BRIEF - From the first entry to the last, repeat them all exactly.

───

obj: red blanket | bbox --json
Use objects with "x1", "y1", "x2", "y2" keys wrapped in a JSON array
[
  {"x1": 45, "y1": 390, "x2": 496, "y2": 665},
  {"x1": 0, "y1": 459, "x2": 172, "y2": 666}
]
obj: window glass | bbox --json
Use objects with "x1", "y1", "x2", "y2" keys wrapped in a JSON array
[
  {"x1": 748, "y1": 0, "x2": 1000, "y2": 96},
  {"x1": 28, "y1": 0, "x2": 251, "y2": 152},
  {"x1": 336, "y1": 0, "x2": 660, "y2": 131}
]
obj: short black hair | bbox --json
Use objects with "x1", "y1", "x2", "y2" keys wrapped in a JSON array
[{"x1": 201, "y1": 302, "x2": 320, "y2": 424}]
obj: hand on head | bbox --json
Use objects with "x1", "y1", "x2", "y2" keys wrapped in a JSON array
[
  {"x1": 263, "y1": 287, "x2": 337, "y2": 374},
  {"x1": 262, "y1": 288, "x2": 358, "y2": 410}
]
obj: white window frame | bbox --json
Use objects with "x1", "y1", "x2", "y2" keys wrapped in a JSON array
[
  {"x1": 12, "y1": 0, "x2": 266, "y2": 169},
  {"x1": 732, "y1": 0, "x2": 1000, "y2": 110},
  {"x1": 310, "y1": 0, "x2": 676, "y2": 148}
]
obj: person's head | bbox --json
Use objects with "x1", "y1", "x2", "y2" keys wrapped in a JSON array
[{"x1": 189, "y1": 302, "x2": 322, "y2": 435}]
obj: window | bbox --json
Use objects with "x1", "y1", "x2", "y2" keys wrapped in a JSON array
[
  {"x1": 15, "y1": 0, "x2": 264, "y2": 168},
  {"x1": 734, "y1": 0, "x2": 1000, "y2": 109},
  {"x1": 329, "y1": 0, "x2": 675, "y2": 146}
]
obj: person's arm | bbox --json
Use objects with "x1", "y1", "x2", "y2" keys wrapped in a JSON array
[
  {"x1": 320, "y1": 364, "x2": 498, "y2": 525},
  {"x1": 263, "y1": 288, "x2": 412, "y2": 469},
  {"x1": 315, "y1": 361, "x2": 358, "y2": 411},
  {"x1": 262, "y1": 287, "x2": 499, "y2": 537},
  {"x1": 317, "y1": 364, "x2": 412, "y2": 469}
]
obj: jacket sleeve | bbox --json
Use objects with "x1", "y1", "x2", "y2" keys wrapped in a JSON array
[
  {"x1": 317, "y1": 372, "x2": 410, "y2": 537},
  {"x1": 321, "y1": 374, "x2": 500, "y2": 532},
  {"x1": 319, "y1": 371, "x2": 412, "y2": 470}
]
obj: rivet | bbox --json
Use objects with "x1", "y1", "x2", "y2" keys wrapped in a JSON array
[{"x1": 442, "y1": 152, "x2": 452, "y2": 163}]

───

WRITTEN RESPONSE -
obj: red blanket | bbox --json
Use objects with "x1", "y1", "x2", "y2" keys wrapped in a JSON array
[
  {"x1": 45, "y1": 390, "x2": 496, "y2": 665},
  {"x1": 0, "y1": 459, "x2": 172, "y2": 666}
]
obj: window glass | bbox --json
Use objects with "x1", "y1", "x2", "y2" keys wrapped in a JSON array
[
  {"x1": 748, "y1": 0, "x2": 1000, "y2": 96},
  {"x1": 28, "y1": 0, "x2": 251, "y2": 152},
  {"x1": 336, "y1": 0, "x2": 660, "y2": 131}
]
obj: short black hair | bbox --json
Use objects with "x1", "y1", "x2", "y2" keys wrapped in a JSON array
[{"x1": 201, "y1": 302, "x2": 320, "y2": 424}]
obj: hand on head | bbox --json
Use objects with "x1", "y1", "x2", "y2" keys wrapped in a JSON array
[
  {"x1": 263, "y1": 287, "x2": 337, "y2": 374},
  {"x1": 262, "y1": 288, "x2": 358, "y2": 410}
]
obj: white window frame | bbox --json
Use objects with "x1", "y1", "x2", "y2" keys wrapped in a JSON array
[
  {"x1": 12, "y1": 0, "x2": 266, "y2": 169},
  {"x1": 732, "y1": 0, "x2": 1000, "y2": 110},
  {"x1": 310, "y1": 0, "x2": 676, "y2": 148}
]
obj: person's head | bbox --json
Use objects with "x1", "y1", "x2", "y2" keys wrapped in a JSON array
[{"x1": 189, "y1": 302, "x2": 322, "y2": 435}]
obj: window | bbox --json
Use objects with "x1", "y1", "x2", "y2" keys wrapped in a JSON array
[
  {"x1": 15, "y1": 0, "x2": 264, "y2": 168},
  {"x1": 734, "y1": 0, "x2": 1000, "y2": 109},
  {"x1": 329, "y1": 0, "x2": 675, "y2": 146}
]
obj: person's arm | bbox --json
Use objects with "x1", "y1", "x2", "y2" keys wrapped in a JSON array
[
  {"x1": 320, "y1": 364, "x2": 498, "y2": 525},
  {"x1": 263, "y1": 288, "x2": 412, "y2": 469},
  {"x1": 315, "y1": 361, "x2": 358, "y2": 411},
  {"x1": 262, "y1": 287, "x2": 499, "y2": 537},
  {"x1": 317, "y1": 364, "x2": 412, "y2": 469}
]
obj: jacket sleeve | bbox --json
Use objects with "x1", "y1", "x2", "y2" keys wrapped in a JSON array
[
  {"x1": 317, "y1": 372, "x2": 410, "y2": 537},
  {"x1": 321, "y1": 374, "x2": 500, "y2": 532},
  {"x1": 319, "y1": 371, "x2": 412, "y2": 470}
]
obj: rivet | bbox --json
Use objects with "x1", "y1", "x2", "y2" keys wrapped in a JSON array
[{"x1": 442, "y1": 152, "x2": 452, "y2": 163}]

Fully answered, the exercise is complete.